**Written instruction**.
Rewrite the listing below as a Markdown table with the columns "Row" and "Listing line," giving each line its own numbered row and leaving out blank lines.

**Records for the task**.
● ● ● ●
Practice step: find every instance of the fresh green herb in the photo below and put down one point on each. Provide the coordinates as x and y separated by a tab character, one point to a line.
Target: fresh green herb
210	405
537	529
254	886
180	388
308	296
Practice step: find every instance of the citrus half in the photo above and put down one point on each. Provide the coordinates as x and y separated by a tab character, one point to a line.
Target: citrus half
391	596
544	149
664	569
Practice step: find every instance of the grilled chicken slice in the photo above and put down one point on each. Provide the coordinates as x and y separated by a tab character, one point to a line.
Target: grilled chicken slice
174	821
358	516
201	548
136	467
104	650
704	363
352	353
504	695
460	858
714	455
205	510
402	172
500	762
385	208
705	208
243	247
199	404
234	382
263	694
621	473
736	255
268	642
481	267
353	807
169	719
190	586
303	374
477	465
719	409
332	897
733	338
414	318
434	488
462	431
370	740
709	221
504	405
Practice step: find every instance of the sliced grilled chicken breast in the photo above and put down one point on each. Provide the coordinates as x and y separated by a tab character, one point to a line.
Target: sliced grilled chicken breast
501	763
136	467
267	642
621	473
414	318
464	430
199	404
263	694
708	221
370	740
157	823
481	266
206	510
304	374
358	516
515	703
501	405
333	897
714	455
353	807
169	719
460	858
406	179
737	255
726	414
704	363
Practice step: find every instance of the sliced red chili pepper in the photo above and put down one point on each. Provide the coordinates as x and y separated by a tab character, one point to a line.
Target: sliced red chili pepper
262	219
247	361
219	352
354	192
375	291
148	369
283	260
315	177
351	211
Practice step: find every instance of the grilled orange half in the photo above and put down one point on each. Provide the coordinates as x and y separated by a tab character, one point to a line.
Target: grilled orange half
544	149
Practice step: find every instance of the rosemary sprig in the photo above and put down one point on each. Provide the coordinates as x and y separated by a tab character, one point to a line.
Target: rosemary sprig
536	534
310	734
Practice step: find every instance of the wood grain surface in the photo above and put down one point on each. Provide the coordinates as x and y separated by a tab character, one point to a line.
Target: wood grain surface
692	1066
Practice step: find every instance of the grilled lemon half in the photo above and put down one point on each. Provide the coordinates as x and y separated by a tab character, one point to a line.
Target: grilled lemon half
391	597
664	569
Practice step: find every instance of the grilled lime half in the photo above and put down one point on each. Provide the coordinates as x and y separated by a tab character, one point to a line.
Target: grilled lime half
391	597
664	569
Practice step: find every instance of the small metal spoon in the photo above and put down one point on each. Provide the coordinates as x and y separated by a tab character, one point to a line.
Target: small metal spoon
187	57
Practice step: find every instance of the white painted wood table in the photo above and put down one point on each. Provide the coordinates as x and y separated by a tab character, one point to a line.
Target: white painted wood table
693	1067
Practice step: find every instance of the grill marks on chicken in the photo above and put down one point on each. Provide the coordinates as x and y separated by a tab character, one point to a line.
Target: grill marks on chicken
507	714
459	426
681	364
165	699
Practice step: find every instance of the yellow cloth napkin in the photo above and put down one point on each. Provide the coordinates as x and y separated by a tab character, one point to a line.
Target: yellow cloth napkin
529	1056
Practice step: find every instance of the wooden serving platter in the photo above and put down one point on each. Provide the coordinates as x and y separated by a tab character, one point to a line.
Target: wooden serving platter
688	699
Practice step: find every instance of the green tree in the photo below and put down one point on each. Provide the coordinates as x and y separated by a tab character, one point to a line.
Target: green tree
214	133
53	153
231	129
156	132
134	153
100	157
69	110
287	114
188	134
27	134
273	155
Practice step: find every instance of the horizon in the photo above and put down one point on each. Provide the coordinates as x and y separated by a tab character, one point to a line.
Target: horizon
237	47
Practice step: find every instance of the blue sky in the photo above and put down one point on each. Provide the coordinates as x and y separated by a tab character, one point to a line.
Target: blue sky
● ● ● ●
**Problem solution**.
| Row | Listing line |
|---|---|
| 1 | Practice step: find every instance of the fresh green herb in the photo below and put down one point on each. Provide the coordinates as x and y separated by a tab character, one point to a line. |
| 2 | Target: fresh green herb |
| 3 | 210	405 |
| 4 | 537	529 |
| 5 | 254	886 |
| 6 | 180	388 |
| 7 | 308	296 |
| 8 | Practice step: find every instance of the citrus half in the photo above and put down one point on each. Provide the coordinates as x and y separated by a tab character, one point to a line. |
| 9 | Target: citrus half |
| 10 | 391	596 |
| 11 | 544	149 |
| 12 | 664	569 |
| 13 | Practice step: find every instance of the grilled chicken slice in the photo above and put down one point on each. Provide the coordinates as x and y separated by a tab character, one point to a line. |
| 14 | Target: grilled chicken slice |
| 15 | 174	821 |
| 16 | 358	516 |
| 17 | 201	548 |
| 18 | 136	467 |
| 19 | 104	650 |
| 20 | 704	363 |
| 21 | 352	353 |
| 22 | 504	695 |
| 23 | 460	858 |
| 24 | 714	455 |
| 25 | 205	510 |
| 26 | 402	172 |
| 27 | 500	762 |
| 28 | 385	208 |
| 29 | 705	208 |
| 30 | 243	247 |
| 31 | 199	404 |
| 32 | 234	382 |
| 33 | 263	694 |
| 34 | 621	473 |
| 35 | 736	255 |
| 36 | 268	642 |
| 37 | 481	267 |
| 38 | 353	807 |
| 39 | 169	719 |
| 40 | 190	586 |
| 41 | 303	374 |
| 42 | 477	465 |
| 43 | 719	409 |
| 44 | 332	897 |
| 45 | 733	338 |
| 46 | 414	318 |
| 47 | 434	488 |
| 48 | 462	431 |
| 49 | 370	740 |
| 50 | 709	221 |
| 51 | 504	405 |
| 52 | Practice step: find every instance of the sliced grilled chicken breast in the photo above and put down one point on each. Provide the coordinates as x and y separated by a tab character, one point to a line. |
| 53 | Target: sliced grilled chicken breast |
| 54 | 501	763 |
| 55 | 136	467 |
| 56 | 267	642 |
| 57 | 621	473 |
| 58 | 414	318 |
| 59 | 464	430 |
| 60 | 199	404 |
| 61 | 263	694 |
| 62 | 708	221 |
| 63 | 370	740 |
| 64 | 157	823 |
| 65 | 481	266 |
| 66 | 206	510 |
| 67 | 304	374 |
| 68 | 358	516 |
| 69 | 515	703 |
| 70 | 501	405 |
| 71 | 333	897 |
| 72 | 714	455 |
| 73 | 353	807 |
| 74 | 169	719 |
| 75 | 460	858 |
| 76 | 406	179 |
| 77 | 737	255 |
| 78 | 726	414 |
| 79 | 704	363 |
| 80 | Practice step: find every instance of the sliced red chili pepper in the photo above and put down one point on each. Provide the coordinates as x and y separated by a tab character, one point to a line. |
| 81 | Target: sliced red chili pepper |
| 82 | 262	219 |
| 83 | 247	361 |
| 84 | 219	352 |
| 85 | 354	192 |
| 86 | 375	291 |
| 87 | 148	369 |
| 88 | 283	260 |
| 89 | 315	177 |
| 90 | 351	211 |
| 91 | Practice step: find every instance of the grilled orange half in the photo above and put down one point on each. Provide the coordinates as x and y separated by a tab character, one point to a line. |
| 92 | Target: grilled orange half |
| 93 | 544	149 |
| 94 | Practice step: find every instance of the rosemary sprig in the photo above and put down one point on each. Provide the coordinates as x and y separated by a tab character, one point to a line. |
| 95 | Target: rosemary sprig |
| 96 | 536	534 |
| 97 | 310	734 |
| 98 | Practice step: find every instance of the wood grain surface in the photo above and put down one point on each. Provide the coordinates as x and y separated by a tab character, one point to a line. |
| 99 | Target: wood grain surface |
| 100 | 692	1066 |
| 101 | Practice step: find every instance of the grilled lemon half in the photo above and put down one point on each. Provide the coordinates as x and y separated by a tab character, one point to a line. |
| 102 | Target: grilled lemon half |
| 103 | 391	597 |
| 104 | 664	569 |
| 105 | Practice step: find every instance of the grilled lime half in the photo above and put down one point on each. Provide the coordinates as x and y separated by a tab character, one point to a line. |
| 106 | Target: grilled lime half |
| 107 | 391	597 |
| 108 | 664	569 |
| 109 | Practice step: find every instance of the small metal spoon in the photo above and put down one point on each. Provide the coordinates as x and y separated by a tab character, one point to a line. |
| 110 | Target: small metal spoon |
| 111 | 187	57 |
| 112 | Practice step: find every instance of the white painted wood table in the photo above and put down one point on each. Provide the coordinates as x and y separated by a tab character, one point to a line. |
| 113 | Target: white painted wood table |
| 114 | 693	1067 |
| 115 | Practice step: find every instance of the grill marks on chicken in the photo above and put down one point on each. Provide the coordinates as x and y separated by a tab character, one point to a line. |
| 116 | Target: grill marks on chicken |
| 117 | 507	714 |
| 118 | 459	426 |
| 119 | 681	364 |
| 120 | 165	699 |
| 121 | Practice step: find every instance of the yellow cloth napkin in the photo above and put down one point on each. Provide the coordinates as x and y separated by a tab character, one point to a line. |
| 122 | Target: yellow cloth napkin |
| 123 | 529	1056 |
| 124 | Practice step: find every instance of the wooden serving platter in the photo above and put down one point on each. Provide the coordinates as x and y separated by a tab character, one point to a line. |
| 125 | Target: wooden serving platter |
| 126 | 688	699 |
| 127 | Practice step: find every instance of the green tree in the photo below and put down one point on each. Provide the coordinates as x and y separated by a tab character, one point to a line. |
| 128 | Target: green tree |
| 129 | 214	133 |
| 130 | 53	153 |
| 131 | 231	129 |
| 132 | 156	132 |
| 133 | 134	153 |
| 134 | 100	157 |
| 135 | 69	110 |
| 136 | 287	114 |
| 137 | 188	134 |
| 138 | 27	134 |
| 139 | 273	155 |
| 140 | Practice step: find every instance of the horizon in the photo above and put down one point on each. Provide the coordinates as x and y separated by a tab character, one point to a line. |
| 141 | Target: horizon |
| 142 | 237	47 |
| 143 | Practice step: find every instance of the blue sky in the photo above and put down one point on each. Provide the coordinates as x and y separated by a tab character, one point to a line. |
| 144 | Target: blue sky |